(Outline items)
※ ※ ※
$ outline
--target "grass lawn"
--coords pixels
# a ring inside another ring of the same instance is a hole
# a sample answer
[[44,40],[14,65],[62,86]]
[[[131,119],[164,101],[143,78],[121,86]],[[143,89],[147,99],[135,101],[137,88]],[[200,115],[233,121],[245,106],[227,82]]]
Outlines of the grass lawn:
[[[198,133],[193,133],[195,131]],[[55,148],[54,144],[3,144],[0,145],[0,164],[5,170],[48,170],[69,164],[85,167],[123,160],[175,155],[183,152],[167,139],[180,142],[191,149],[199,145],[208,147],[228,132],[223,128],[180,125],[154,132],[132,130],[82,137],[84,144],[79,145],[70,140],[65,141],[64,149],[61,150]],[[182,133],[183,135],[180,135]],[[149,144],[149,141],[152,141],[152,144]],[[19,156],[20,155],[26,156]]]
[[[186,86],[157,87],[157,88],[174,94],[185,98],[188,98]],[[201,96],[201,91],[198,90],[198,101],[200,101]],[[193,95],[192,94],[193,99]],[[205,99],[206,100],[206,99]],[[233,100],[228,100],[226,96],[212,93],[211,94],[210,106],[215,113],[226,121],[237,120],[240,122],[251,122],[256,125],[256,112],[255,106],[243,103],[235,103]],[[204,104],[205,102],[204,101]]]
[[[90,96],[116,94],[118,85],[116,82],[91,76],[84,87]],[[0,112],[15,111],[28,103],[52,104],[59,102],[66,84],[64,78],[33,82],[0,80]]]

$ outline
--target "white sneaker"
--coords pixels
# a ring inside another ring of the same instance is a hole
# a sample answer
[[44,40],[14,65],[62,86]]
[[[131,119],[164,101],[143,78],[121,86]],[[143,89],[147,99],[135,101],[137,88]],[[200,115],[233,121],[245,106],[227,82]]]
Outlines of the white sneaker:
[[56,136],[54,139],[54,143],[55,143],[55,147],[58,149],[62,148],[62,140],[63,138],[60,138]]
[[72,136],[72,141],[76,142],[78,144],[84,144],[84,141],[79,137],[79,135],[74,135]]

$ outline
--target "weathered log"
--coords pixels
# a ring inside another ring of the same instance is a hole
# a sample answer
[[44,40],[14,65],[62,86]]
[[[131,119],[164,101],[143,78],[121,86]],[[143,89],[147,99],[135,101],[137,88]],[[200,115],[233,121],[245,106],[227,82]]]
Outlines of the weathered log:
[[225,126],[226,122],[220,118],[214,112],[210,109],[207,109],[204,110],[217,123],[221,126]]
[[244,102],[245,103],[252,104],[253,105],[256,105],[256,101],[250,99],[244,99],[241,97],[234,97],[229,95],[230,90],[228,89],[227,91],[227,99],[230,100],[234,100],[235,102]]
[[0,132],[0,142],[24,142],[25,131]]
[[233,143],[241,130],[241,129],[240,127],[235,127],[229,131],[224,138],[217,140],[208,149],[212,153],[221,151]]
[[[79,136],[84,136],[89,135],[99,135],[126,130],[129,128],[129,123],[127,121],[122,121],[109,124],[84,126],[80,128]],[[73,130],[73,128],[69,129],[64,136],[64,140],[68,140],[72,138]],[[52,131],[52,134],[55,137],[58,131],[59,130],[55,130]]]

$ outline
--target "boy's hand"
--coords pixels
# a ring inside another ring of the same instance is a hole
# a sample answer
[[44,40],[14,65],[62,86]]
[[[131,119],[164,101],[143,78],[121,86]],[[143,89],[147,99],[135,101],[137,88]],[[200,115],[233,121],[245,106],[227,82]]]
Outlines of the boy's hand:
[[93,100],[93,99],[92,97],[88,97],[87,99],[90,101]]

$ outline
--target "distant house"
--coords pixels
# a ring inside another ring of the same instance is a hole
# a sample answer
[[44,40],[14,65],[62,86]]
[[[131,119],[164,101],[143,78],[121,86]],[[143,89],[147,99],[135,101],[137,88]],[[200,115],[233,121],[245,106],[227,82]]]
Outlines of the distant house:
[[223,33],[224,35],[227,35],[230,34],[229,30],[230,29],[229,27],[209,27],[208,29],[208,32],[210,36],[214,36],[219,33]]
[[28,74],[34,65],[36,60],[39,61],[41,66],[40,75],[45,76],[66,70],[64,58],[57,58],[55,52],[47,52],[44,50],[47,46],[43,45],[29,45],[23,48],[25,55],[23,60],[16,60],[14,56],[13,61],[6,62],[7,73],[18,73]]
※ ※ ※
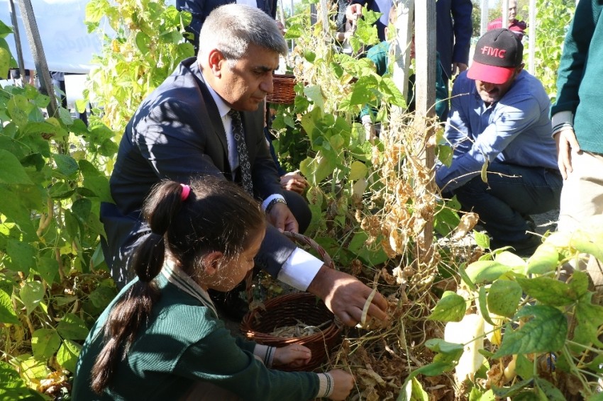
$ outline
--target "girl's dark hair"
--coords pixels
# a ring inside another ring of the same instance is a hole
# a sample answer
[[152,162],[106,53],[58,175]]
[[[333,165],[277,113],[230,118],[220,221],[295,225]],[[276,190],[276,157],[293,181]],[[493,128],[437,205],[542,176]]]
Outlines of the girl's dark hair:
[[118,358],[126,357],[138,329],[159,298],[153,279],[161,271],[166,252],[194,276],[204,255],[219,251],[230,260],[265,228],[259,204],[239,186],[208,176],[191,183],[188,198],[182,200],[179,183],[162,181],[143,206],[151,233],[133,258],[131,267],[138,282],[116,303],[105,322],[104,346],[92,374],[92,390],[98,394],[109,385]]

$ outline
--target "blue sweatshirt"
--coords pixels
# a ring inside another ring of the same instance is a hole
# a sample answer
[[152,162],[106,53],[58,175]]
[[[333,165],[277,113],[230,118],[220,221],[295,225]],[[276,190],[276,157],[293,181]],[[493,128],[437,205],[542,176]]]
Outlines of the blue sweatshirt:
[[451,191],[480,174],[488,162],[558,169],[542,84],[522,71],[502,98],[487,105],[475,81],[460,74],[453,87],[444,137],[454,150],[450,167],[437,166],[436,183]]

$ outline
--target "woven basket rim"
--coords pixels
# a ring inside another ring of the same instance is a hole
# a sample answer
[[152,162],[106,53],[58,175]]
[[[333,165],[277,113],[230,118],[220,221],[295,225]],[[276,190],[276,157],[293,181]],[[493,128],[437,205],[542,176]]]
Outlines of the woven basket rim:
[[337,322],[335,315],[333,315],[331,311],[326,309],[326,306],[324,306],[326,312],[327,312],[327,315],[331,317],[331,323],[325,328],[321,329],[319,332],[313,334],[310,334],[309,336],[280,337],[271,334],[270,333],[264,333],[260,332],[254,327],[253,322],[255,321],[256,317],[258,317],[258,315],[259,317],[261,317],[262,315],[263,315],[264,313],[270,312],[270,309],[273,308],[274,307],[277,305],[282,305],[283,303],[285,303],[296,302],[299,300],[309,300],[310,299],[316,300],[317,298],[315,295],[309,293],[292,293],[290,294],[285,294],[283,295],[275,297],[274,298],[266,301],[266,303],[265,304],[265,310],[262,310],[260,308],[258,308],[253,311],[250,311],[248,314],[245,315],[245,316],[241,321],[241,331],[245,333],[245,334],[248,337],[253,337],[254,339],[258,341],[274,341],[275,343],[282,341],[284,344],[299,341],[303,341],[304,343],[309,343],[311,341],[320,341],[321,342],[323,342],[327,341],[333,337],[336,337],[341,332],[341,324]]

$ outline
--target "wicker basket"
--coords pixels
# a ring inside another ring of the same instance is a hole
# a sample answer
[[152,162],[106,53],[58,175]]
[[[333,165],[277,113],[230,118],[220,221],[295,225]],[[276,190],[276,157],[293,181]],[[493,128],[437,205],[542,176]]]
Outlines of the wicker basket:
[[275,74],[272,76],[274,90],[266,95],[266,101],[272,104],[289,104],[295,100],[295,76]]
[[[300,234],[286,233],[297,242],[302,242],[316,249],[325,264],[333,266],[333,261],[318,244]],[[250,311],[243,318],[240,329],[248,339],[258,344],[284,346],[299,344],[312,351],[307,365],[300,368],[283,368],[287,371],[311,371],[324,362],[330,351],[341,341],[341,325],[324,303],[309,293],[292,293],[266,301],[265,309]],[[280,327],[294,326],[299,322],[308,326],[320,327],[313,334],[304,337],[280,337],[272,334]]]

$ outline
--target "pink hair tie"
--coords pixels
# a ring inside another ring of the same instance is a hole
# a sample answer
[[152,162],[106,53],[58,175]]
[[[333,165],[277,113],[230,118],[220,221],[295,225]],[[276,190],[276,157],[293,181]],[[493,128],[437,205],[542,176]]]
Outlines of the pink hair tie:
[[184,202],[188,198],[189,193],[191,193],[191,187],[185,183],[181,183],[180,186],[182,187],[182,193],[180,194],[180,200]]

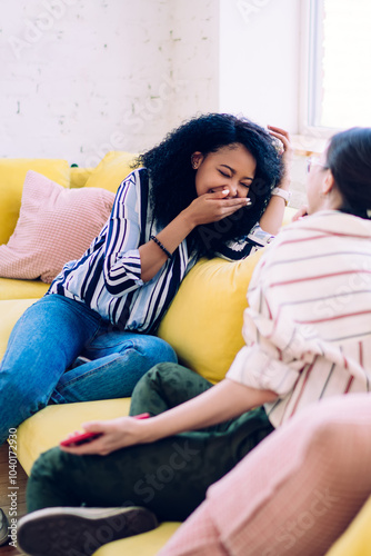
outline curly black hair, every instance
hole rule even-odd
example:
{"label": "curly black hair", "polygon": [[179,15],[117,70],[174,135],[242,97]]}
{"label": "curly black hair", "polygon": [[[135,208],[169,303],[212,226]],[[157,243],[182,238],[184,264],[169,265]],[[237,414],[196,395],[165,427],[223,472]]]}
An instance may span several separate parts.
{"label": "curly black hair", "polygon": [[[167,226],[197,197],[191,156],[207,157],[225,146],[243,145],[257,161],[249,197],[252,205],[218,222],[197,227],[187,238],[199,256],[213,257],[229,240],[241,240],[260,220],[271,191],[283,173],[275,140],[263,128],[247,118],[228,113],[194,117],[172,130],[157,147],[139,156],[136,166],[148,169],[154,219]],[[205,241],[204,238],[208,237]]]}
※ ※ ※
■ **Written exercise**:
Please count the lines of the items that contain the string "wicker", and give only that number.

■ **Result of this exercise**:
2